GIVEN EXERCISE:
Answer these questions from the forum thread below.
1. How many bikes does Talewinds say the lot would need to contain to be worth $50k?
2. What amount does partsguy bet the lot is more likely worth?
3. What does ozzmonaut say the seller in bairdco's link should do?

# anyone got $50,000 laying around?



## chitown (Apr 9, 2011)

:eek:

http://chicago.craigslist.org/chc/bik/2308277148.html


----------



## OldRider (Apr 9, 2011)

Chi, thats local to you, thus no shipping! For the guy with that kind of money that looks like a deal, a great investment and the turnaround would not take real long either. But alas the guy with that much funds is not me!


----------



## partsguy (Apr 9, 2011)

$50,000? I bet its more like $20,000-maybe. $50,000 better have a LOT of rare Schwinns and such. Just mind boggling to me to pay that much for simply what is shown.


----------



## Talewinds (Apr 9, 2011)

Looking at the pics..... I'm gonna need to see WAAAAYYYY more bikes than I see in the photos for $50k. Seller says "hundreds" of bikes, when it comes to bulk sales, regardless of what gem may be in the pile, bikes go for just a few dollars each. For $50k it needs to be a couple THOUSAND bikes.


----------



## prewarfan (Apr 9, 2011)

He did say pictures are just a sampling of what he has. Not saying it is worth 50 grand, but you never know.


----------



## ozzmonaut (Apr 9, 2011)

It would take so long to get the money. You are talking years of cleaning,detailing, and posting ads to sell. Identifying and labeling bikes and parts. Trying to match all of the mismatched stuff. I'm not saying the collection isn't worth that, but anybody with 50K sitting in the bank probably doesn't feel like putting that kind of effort into it.


----------



## bairdco (Apr 10, 2011)

this guy's a little more reasonable:

http://orangecounty.craigslist.org/bik/2316033955.html


----------



## ozzmonaut (Apr 11, 2011)

bairdco said:


> this guy's a little more reasonable:
> 
> http://orangecounty.craigslist.org/bik/2316033955.html



He should register here. A lot of that stuff would sell fast if he could ship.


----------



## slick (Apr 11, 2011)

That $50k lot better have at least a dozen of high dollar bikes to be worth anything. I didn't see anything over a $200 bike in there?


----------

DATA PROVIDED:
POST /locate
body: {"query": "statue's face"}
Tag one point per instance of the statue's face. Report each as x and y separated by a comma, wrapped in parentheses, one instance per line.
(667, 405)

OUTPUT OF THE EXERCISE:
1. A couple thousand bikes.
2. About $20,000, maybe.
3. Register on the forum, since a lot of the stuff would sell fast if he could ship.